** INSTRUCTIONS TO FOLLOW **
Convert the material into a numbered list, starting at the line containing "Task: point out the paving" and stopping after the line containing "54], [274, 90]]". Skip blank lines and leave out the pictures.

** DATA SUPPLIED **

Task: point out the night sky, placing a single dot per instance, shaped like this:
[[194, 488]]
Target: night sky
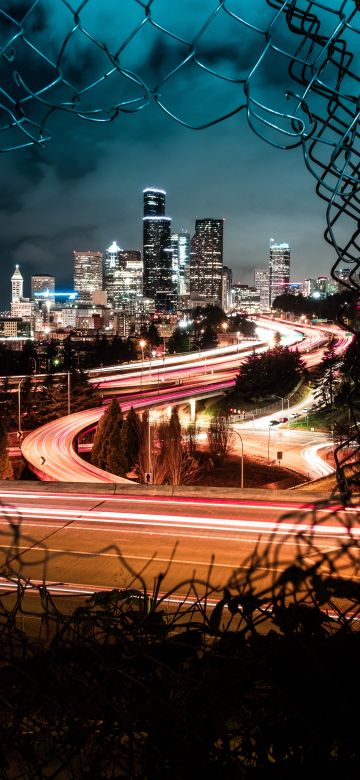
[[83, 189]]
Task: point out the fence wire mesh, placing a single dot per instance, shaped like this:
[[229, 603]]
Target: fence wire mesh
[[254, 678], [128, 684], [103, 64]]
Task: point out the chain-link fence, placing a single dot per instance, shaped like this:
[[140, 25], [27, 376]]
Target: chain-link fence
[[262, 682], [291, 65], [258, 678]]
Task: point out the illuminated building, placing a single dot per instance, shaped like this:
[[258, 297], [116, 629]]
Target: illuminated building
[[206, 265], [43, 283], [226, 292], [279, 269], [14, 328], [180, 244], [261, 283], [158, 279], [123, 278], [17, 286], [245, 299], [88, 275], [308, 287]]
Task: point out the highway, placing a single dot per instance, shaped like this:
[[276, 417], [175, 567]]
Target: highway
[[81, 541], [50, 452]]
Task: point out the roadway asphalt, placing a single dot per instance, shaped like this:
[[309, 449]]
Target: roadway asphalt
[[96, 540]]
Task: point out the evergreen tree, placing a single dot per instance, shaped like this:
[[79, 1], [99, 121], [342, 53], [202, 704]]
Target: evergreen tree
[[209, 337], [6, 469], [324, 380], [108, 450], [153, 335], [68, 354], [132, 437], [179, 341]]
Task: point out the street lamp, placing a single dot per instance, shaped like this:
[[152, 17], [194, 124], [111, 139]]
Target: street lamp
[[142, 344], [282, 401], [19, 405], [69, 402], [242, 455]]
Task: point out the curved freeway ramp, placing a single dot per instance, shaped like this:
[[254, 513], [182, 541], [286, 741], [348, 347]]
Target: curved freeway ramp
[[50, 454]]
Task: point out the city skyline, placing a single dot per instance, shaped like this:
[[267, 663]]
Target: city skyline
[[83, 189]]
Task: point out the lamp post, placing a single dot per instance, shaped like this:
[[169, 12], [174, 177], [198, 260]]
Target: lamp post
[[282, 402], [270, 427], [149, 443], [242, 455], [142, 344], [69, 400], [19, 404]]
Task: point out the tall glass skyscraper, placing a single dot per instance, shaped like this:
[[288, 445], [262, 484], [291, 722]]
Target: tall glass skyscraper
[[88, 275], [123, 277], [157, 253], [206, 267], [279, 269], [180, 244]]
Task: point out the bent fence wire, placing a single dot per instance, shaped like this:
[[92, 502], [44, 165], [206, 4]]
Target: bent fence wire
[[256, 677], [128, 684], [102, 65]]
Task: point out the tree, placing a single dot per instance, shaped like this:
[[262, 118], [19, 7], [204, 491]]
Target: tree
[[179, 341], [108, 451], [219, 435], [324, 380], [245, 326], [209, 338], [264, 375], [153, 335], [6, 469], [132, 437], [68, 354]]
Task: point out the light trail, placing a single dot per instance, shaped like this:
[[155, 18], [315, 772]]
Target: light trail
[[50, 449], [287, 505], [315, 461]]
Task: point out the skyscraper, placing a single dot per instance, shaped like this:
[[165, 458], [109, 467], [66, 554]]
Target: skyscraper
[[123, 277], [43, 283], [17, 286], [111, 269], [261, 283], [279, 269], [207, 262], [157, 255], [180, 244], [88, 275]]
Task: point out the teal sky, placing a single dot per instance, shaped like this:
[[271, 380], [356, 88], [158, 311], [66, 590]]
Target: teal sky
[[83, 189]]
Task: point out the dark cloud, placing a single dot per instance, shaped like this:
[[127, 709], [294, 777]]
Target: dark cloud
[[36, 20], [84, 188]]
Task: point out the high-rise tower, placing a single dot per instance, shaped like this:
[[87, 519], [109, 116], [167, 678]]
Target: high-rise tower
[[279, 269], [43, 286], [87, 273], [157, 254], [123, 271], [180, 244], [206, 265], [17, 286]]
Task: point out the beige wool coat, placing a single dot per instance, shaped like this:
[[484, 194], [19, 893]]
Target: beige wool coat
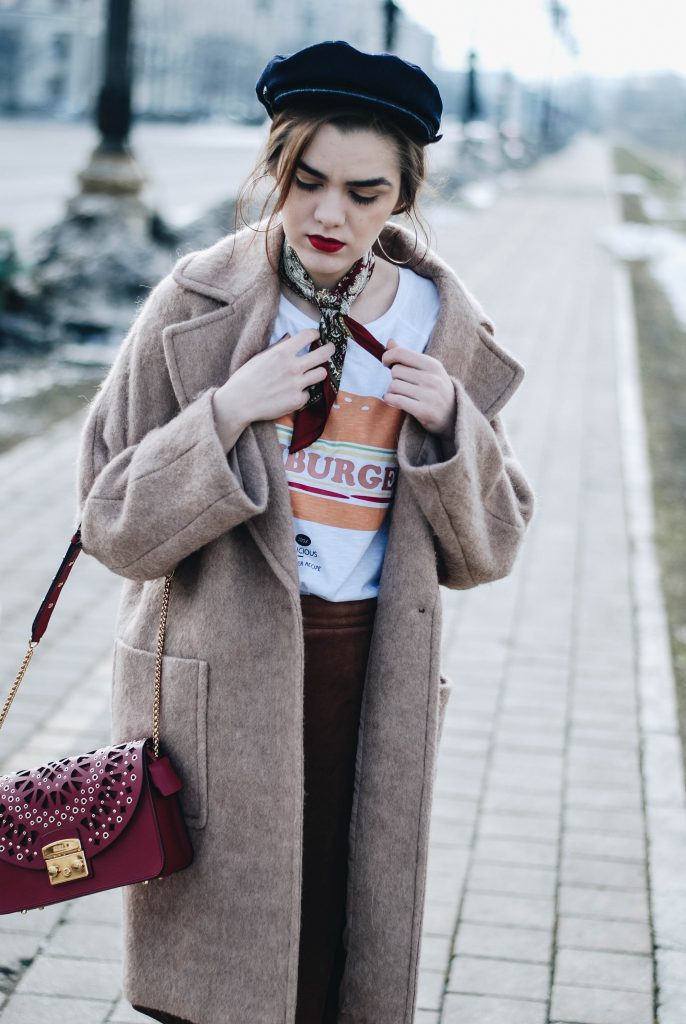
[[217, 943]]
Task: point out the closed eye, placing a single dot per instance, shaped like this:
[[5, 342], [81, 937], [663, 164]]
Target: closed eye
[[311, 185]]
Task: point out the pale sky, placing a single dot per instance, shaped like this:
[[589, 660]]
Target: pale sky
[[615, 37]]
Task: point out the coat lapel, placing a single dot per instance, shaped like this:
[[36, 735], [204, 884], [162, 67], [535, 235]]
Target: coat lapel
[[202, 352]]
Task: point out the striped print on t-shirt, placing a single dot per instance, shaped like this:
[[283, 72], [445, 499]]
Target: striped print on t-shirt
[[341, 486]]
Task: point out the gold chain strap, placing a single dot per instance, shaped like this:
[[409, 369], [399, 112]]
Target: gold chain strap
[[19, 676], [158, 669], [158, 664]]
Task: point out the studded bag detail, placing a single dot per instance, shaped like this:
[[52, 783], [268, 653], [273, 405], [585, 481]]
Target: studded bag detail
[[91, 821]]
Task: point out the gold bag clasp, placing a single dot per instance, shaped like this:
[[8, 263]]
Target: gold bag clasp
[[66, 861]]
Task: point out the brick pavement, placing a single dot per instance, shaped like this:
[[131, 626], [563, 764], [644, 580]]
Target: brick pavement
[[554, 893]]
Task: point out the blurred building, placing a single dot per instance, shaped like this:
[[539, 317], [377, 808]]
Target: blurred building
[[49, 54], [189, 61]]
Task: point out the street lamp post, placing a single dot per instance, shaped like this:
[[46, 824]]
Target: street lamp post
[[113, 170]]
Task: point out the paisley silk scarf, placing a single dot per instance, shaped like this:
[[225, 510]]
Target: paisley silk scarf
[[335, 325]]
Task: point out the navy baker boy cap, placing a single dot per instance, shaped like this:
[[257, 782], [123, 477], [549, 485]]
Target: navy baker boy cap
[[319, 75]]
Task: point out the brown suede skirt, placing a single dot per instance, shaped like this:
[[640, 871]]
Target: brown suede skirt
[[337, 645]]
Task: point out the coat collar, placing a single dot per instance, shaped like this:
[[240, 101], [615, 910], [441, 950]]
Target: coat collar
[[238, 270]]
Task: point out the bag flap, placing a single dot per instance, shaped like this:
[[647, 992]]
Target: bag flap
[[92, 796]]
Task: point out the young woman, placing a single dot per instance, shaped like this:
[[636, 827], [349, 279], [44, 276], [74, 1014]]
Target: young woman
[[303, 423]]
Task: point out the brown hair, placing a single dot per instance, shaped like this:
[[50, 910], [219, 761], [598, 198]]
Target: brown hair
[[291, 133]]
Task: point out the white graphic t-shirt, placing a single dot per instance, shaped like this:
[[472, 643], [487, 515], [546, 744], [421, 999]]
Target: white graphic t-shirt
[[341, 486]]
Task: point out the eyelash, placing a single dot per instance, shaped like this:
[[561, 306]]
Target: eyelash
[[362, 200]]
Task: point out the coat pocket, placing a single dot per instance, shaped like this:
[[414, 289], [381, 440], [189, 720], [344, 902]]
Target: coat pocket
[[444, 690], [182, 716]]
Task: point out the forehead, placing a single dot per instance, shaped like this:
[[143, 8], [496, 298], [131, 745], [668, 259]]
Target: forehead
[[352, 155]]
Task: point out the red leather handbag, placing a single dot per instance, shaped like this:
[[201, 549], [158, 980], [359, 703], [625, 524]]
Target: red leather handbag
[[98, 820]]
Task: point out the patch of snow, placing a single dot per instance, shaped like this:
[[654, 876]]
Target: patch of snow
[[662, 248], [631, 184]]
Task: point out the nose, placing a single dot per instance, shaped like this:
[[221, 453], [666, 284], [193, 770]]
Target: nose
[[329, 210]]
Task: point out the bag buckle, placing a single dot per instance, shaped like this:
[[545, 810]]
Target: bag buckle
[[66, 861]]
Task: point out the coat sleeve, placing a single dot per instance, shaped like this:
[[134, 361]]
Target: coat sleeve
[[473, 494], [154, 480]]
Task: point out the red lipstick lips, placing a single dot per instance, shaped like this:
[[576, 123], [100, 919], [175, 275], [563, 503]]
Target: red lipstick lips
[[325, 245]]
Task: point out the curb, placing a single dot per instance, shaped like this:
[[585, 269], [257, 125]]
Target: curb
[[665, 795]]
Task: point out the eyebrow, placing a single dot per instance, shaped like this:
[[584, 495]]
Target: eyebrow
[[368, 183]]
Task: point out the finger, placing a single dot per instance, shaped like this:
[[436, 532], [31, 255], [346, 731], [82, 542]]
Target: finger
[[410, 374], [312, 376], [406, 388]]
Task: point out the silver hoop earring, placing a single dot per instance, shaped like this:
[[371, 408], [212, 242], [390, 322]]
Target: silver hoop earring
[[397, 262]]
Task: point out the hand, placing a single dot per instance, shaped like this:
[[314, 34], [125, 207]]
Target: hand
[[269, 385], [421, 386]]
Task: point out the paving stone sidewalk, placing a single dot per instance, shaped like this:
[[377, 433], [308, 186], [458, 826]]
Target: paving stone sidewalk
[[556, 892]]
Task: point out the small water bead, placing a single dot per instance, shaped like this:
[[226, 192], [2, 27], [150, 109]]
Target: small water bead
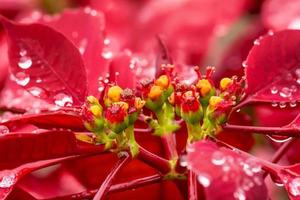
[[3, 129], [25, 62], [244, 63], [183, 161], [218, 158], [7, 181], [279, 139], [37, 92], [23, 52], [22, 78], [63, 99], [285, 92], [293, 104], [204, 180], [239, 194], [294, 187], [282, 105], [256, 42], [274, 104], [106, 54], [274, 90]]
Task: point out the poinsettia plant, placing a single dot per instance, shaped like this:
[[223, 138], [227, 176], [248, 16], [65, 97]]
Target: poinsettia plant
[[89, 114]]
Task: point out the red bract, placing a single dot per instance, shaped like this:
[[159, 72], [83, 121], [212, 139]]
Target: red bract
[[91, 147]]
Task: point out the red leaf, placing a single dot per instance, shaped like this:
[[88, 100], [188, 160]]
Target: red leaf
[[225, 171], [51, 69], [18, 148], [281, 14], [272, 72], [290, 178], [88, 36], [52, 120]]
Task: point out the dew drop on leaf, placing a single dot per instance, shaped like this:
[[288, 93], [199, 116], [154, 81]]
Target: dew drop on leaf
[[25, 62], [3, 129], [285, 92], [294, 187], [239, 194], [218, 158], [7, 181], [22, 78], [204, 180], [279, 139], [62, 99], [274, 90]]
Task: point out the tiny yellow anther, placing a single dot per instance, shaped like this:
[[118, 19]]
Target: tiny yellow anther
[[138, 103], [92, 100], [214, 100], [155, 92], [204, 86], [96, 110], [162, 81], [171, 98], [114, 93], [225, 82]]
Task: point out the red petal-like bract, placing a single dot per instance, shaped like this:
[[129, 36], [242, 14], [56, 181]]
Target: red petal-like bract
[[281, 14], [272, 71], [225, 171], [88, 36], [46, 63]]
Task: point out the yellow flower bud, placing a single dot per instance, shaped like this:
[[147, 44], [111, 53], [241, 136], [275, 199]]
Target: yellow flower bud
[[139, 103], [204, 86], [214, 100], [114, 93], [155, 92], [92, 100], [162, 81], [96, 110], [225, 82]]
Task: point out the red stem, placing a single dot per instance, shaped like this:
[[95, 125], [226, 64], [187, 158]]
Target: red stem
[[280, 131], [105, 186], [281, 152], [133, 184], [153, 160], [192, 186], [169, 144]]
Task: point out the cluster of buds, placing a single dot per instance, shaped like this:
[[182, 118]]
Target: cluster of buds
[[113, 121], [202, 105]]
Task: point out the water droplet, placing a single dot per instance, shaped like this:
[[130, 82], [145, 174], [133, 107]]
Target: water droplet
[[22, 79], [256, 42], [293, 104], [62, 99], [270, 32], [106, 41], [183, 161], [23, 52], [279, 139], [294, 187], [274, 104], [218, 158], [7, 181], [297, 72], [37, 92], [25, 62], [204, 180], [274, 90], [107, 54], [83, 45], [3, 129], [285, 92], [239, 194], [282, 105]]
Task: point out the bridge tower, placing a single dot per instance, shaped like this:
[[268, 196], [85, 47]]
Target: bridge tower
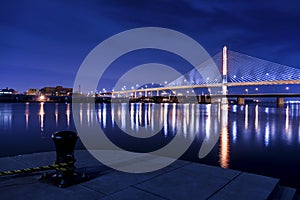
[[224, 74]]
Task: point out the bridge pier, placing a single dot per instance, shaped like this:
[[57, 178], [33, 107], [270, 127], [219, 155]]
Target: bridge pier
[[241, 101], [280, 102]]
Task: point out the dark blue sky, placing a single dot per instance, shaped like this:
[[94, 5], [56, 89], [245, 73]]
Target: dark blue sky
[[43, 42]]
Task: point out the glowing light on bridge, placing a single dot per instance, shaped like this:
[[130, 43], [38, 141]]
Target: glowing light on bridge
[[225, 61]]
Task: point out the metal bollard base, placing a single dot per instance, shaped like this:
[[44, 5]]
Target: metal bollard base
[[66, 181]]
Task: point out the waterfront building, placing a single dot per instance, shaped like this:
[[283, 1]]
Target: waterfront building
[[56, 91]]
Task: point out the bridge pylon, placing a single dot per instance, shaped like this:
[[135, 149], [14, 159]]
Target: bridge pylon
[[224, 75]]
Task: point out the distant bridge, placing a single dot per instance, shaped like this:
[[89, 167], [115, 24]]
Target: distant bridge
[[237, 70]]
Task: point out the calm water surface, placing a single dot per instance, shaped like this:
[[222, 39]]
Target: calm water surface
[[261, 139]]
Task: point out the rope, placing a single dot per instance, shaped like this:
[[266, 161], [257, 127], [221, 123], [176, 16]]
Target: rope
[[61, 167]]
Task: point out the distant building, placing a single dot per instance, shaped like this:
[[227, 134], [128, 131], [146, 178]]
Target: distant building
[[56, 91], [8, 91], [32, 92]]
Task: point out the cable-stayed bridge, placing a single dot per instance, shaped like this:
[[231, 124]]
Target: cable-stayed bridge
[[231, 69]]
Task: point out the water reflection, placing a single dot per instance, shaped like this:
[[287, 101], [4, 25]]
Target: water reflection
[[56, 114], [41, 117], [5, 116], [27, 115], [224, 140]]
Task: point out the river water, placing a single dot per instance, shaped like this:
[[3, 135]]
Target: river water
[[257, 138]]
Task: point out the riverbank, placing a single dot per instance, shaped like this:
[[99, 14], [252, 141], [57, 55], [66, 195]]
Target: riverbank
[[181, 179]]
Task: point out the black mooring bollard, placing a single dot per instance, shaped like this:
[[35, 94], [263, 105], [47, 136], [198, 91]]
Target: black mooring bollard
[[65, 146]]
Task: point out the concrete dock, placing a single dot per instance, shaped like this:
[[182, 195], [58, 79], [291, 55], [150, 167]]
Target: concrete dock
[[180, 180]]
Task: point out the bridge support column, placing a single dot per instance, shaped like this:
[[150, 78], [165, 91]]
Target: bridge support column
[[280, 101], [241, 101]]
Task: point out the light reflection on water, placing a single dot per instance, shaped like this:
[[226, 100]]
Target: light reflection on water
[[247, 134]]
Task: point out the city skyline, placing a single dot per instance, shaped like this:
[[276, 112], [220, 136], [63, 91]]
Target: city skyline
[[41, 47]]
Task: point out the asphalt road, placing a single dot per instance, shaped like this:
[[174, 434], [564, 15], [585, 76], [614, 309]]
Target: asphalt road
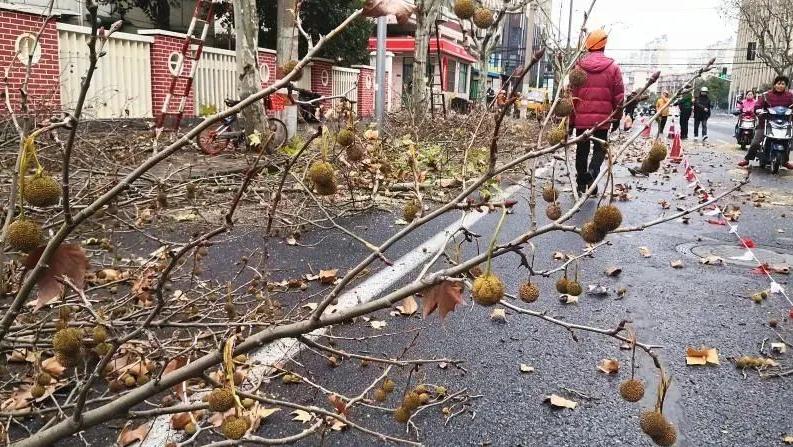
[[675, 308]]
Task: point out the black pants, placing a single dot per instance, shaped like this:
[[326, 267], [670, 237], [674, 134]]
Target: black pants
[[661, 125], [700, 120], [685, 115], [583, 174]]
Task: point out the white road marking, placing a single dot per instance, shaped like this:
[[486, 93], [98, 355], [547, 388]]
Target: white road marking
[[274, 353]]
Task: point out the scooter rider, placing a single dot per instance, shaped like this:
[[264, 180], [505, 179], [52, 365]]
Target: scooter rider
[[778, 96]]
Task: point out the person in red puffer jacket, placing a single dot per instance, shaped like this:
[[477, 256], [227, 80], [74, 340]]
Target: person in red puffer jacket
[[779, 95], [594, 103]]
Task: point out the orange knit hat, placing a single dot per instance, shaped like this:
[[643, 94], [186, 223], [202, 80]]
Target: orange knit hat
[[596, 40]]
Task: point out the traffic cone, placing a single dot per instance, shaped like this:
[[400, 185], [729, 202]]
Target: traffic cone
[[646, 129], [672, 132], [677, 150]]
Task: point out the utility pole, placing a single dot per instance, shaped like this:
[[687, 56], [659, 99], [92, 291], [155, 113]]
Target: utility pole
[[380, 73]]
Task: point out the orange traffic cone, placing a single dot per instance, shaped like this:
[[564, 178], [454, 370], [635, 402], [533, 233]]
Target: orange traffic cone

** RESPONSE TO THE TASK **
1. Task: point out the paving stone sidewalk, placing a single dot per instance, shaped like this:
2. [[377, 433], [308, 186], [458, 826]]
3. Target: paving stone sidewalk
4. [[556, 892]]
5. Task: point out the small water bead, placing a single dot per instance, shaped like this:
6. [[226, 192], [2, 27], [150, 109]]
7. Target: small water bead
8. [[3, 129], [25, 62], [244, 63], [183, 161], [218, 158], [7, 181], [279, 139], [37, 92], [23, 52], [22, 78], [63, 99], [285, 92], [293, 104], [204, 180], [239, 194], [294, 187], [282, 105], [256, 42], [274, 104], [106, 54], [274, 90]]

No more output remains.